_TASK PROMPT:_ Identify each line in the material below that contains the word "boat" and copy every such line.

_DATA PROVIDED:_
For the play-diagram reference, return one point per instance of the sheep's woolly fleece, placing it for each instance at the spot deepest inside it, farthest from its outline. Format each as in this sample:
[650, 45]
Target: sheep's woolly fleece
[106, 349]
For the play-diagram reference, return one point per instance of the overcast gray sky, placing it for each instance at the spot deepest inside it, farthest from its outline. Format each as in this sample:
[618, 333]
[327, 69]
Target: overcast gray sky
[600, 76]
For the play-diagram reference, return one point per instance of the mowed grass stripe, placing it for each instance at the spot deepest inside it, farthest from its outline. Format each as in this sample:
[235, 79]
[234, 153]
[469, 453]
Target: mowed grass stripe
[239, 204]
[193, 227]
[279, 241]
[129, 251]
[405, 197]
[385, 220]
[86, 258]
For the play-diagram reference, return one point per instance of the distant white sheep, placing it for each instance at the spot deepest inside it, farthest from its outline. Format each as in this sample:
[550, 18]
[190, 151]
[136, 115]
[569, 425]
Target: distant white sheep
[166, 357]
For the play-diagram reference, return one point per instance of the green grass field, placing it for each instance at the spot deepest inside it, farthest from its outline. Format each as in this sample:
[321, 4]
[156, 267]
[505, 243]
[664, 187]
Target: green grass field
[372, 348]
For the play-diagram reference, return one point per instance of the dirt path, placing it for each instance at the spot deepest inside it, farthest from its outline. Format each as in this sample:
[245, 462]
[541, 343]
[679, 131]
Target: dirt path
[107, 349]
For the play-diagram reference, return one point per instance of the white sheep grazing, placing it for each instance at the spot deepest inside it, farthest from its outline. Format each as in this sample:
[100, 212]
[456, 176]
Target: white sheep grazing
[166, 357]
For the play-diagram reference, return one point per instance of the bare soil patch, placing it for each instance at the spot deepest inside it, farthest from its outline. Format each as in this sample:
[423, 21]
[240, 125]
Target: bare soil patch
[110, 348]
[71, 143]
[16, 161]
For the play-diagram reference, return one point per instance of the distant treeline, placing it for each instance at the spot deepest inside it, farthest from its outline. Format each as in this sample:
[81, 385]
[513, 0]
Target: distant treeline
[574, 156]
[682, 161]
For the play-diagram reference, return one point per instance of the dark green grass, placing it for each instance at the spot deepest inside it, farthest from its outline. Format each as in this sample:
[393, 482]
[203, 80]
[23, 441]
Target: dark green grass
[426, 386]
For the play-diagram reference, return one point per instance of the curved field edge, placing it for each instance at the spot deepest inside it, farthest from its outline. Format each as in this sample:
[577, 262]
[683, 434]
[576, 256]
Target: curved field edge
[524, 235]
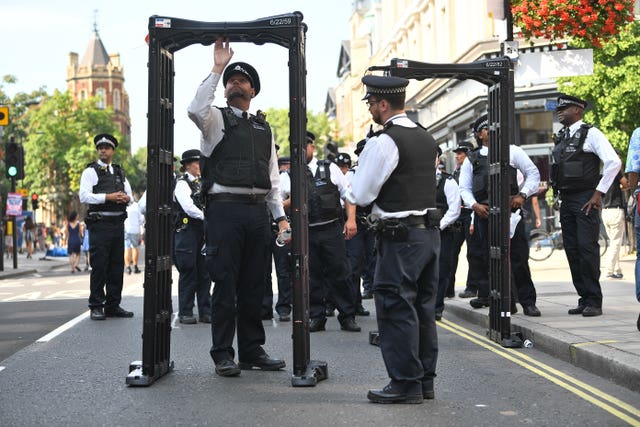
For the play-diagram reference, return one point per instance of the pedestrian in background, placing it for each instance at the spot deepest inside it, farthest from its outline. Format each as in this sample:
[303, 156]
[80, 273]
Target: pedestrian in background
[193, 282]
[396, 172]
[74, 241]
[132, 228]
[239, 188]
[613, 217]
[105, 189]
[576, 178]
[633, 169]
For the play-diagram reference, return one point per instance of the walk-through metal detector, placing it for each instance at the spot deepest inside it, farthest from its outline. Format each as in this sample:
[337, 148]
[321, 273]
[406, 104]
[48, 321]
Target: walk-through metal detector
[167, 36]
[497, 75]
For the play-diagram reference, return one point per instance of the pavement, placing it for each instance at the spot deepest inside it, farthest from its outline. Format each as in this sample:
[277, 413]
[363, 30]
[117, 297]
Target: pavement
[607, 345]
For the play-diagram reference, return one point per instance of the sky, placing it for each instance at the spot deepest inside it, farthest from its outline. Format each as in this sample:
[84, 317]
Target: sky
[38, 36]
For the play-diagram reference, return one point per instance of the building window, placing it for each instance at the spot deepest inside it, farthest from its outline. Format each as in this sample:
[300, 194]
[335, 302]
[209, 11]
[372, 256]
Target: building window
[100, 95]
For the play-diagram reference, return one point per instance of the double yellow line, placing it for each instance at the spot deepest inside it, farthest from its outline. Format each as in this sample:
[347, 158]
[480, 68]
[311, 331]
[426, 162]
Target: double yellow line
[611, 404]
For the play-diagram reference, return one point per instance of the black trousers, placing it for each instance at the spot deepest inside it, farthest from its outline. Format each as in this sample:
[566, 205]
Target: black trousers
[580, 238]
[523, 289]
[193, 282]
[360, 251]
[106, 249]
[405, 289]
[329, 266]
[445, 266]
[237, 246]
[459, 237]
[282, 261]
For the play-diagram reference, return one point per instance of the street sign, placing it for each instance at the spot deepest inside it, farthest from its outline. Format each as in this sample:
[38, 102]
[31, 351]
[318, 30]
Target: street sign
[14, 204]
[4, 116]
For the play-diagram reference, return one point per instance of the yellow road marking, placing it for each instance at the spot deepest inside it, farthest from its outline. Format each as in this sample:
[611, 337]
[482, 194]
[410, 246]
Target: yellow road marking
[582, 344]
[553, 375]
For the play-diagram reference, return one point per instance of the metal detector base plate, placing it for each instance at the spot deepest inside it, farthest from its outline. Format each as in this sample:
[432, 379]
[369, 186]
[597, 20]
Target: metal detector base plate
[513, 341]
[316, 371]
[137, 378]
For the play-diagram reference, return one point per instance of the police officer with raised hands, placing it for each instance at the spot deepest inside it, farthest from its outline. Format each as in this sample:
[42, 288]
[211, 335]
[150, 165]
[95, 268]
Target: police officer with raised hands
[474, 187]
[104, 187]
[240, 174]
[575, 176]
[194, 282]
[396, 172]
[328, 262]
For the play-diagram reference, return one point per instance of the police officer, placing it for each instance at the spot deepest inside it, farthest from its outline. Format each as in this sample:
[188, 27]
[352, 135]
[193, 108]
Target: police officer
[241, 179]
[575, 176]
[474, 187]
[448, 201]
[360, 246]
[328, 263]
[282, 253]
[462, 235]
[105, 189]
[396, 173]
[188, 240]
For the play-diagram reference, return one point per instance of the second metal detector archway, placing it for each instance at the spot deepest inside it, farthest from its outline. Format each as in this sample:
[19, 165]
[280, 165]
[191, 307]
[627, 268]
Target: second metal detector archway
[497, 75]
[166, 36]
...
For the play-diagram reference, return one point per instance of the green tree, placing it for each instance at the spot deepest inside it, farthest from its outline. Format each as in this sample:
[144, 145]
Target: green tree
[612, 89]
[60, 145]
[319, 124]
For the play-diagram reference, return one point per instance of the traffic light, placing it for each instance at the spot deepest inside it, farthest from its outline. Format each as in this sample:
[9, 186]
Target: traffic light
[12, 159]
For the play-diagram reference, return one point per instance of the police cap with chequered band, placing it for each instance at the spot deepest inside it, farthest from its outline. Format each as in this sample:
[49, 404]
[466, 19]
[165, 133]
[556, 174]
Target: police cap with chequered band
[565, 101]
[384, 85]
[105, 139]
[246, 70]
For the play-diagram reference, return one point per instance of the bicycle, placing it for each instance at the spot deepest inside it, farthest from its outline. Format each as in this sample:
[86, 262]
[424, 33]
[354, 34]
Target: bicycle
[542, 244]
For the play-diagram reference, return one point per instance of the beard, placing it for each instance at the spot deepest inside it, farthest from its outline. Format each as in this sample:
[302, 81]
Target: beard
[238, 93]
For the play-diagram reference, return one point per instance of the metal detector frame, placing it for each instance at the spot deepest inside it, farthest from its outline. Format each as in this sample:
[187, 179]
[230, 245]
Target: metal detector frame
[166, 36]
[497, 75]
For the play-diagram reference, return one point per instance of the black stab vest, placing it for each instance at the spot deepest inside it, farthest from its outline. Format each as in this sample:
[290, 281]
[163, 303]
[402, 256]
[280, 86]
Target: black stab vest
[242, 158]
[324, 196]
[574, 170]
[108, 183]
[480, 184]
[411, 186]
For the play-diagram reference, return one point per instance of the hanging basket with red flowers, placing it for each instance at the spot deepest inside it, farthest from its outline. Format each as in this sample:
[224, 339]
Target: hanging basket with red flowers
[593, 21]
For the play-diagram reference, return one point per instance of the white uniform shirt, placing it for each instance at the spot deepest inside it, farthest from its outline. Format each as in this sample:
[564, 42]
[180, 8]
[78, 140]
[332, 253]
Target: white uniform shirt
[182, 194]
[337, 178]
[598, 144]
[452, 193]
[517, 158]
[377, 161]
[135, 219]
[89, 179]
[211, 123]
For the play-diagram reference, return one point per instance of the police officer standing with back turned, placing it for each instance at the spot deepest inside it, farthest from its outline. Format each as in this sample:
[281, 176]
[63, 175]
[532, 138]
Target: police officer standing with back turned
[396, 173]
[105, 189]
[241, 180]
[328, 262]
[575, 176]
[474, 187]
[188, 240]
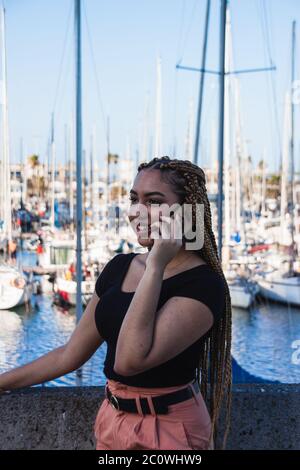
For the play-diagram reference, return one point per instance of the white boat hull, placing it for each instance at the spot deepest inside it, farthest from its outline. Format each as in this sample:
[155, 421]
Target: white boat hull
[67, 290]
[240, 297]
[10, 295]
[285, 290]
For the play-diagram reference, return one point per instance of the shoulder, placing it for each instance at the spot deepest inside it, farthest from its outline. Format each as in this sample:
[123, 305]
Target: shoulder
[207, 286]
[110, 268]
--
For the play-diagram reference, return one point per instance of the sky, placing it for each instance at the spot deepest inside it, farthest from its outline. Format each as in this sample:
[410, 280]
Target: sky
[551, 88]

_FULL SOLUTION:_
For the play-diagram reference, return one point per instance of the white boat hull, placing it for each instance at the spot deepest inside it, farthest from its outline. Format each as in this sample:
Target: white boat hull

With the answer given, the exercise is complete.